PASSAGE SHOWN ▸
------------------------------------------------

There are exceptions. I remember the pit in my stomach as some enthusiastic kid decided to jump up and down on the Mile-High Swinging Bridge, leaving my height-petrified 5th-grade self gaping at the chasm 80 feet below. The steel suspension bridge was true to its name, and I felt it move as I clung to the railing. Years later, I walked across the Millennium Bridge in London, which seemed stable enough, with street performers setting up on the solid man-made platform above the Thames.
But the Millennium Bridge was notorious for moving when it wasn’t supposed to. When it opened in 2000, thousands of people were eager to walk across the bridge, but as they poured onto the structure, it started wobbling from side to side. There are videos of the opening day.
“You‘ll see all the people, they start falling in step, they move in sync—then you see the bridge develops significant wobbling,” says Igor Belykh, a professor of applied mathematics at Georgia State University.
Engineers don’t generally want to see a bridge wobble, and the Millennium bridge was quickly closed for repairs.
Belykh is an author of a paper published in Science Advances that explores the Millennium bridge, and other bridges like the Squibb Bridge in Brooklyn, which recently re-opened after its own bout of bounciness.
Belykh and his co-authors already knew from previous studies that they could use a simple model of a person’s gait (think a stiff, zombie walk) to show how a person interacts with a bridge.
When a person walks across a bridge, especially a lightweight one like a pedestrian footbridge, they push against it, and they might change their gait to match the subtle movement of the bridge, too. “Suppose you are on a boat. When the boat is steady you walk with your normal gait,” Belykh says. “If there are stormy seas you will adjust your gait to keep your balance.”
A similar thing happens on a bridge at a smaller scale, as people unconsciously adjust their movement to accommodate even a subtle swaying in the bridge. When they step on their right foot, they push the bridge to the right. When they step on their left, they push the bridge to the left. Right, left, right, left.
That’s where this new study comes in. Normally, a person walking on a well-built bridge won’t exert enough force to do anything. But when we join forces, so much is possible. Belykh found that when people change their gait en masse, and there are enough people on the bridge to really put some force behind their new movements, they can cause a wobble. That’s different from old assumptions, which presumed that the wobble just gradually built up as you added more walking people onto the bridge. According to the new study, it’s not a gradual build-up at all; there aren’t enough feet in play to wobble the bridge until suddenly there are.
In the case of the Millennium Bridge, that magic number was about 165.
“At 164 pedestrians, potentially nothing, then boom, the bridge starts wobbling when you have one or two additional pedestrians,” Belykh says. “It’s a very complex relationship.”

------------------------------------------------

PROBLEMS TO SOLVE ▸
a) Translate this sentence from the passage on wobbling footbridges into Spanish: "In the case of the Millennium Bridge, that magic number was about 165."
b) Carry on the passage about wobbling footbridges from its last sentence.

------------------------------------------------

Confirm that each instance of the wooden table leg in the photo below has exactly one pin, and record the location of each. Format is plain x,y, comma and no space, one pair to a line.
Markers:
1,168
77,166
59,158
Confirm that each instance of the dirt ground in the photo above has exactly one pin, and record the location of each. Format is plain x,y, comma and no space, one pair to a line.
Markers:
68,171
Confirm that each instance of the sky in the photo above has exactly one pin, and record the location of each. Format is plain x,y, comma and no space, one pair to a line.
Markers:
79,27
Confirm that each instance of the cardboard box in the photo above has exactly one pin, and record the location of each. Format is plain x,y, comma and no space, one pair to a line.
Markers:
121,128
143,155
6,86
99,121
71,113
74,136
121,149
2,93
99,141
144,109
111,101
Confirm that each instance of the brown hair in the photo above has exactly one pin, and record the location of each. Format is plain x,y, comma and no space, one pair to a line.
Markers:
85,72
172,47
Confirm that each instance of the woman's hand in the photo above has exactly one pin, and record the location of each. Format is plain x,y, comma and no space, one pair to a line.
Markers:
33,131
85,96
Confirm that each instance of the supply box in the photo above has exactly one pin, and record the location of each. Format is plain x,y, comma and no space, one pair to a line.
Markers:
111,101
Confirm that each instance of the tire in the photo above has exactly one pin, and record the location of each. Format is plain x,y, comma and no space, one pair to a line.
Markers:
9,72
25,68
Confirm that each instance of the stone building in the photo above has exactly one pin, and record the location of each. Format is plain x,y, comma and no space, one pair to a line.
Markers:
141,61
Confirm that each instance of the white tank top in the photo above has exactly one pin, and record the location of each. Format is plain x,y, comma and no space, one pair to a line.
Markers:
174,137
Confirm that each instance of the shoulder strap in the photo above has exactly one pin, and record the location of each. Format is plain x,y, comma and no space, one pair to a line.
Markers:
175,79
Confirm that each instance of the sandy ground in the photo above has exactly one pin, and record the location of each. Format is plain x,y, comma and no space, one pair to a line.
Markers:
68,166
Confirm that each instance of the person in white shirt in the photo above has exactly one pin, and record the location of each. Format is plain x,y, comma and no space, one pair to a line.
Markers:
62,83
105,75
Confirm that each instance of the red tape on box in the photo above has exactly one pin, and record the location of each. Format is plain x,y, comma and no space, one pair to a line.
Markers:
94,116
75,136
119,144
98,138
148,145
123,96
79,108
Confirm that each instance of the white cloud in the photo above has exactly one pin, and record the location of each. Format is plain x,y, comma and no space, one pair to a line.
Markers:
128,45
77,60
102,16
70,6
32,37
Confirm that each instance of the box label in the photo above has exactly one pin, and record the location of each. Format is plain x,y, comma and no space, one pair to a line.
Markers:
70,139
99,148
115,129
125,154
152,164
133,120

------------------------------------------------

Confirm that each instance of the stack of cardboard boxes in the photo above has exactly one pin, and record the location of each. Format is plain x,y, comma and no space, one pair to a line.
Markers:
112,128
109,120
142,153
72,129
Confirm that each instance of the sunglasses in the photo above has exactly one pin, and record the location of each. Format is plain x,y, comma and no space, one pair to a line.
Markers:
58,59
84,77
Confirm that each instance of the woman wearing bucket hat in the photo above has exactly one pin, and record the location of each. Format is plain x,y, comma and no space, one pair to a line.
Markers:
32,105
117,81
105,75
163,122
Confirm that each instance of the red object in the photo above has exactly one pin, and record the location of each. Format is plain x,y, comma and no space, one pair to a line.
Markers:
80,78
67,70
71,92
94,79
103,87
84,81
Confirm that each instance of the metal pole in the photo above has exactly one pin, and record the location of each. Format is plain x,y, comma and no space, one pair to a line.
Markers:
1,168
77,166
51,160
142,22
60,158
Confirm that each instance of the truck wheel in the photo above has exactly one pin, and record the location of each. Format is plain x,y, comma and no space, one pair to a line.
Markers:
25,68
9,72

------------------------------------------------

OUTPUTS ▸
a) En el caso del Millennium Bridge, ese número mágico era de unos 165.

b)
But Belykh and his colleagues have come up with a mathematical model that should allow bridge designers and engineers to calculate how many people can safely go over a bridge; models that he hopes might replace the current linear models that are currently used to assess pedestrian bridge design in the United States.
That’s because wobbling bridges aren’t just uncomfortable for pedestrians. If the frequency of the crowd’s movement matches up with the natural frequency of the bridge—the frequency that the bridge tends to move at—unexpected things could happen, including, potentially, a collapse.
That could be solved by putting in a lot of precautionary measures, like mechanical dampers to absorb the forces exerted on the bridge by pedestrians. But designers and engineers don’t want to over-engineer.
“The problem with pedestrian bridges is they are meant to be lightweight,” Belykh says. “Why would you build a huge concrete bridge? It would be overkill, and it would be too expensive.”
In addition to working with engineers to incorporate a model into their methods, Belykh is collaborating with researchers at the University of Bristol to figure out another bridge mystery. While people moving in sync have been blamed for bridge wobbles in the past, the idea that perfectly synchronized marching (like by a platoon of soldiers) could instigate a bridge’s movement isn’t backed up by the evidence. Wobbling seems to be more dependent on the number of people in movement than by their moving in unison, but more research is needed to figure out what the precise cause actually is.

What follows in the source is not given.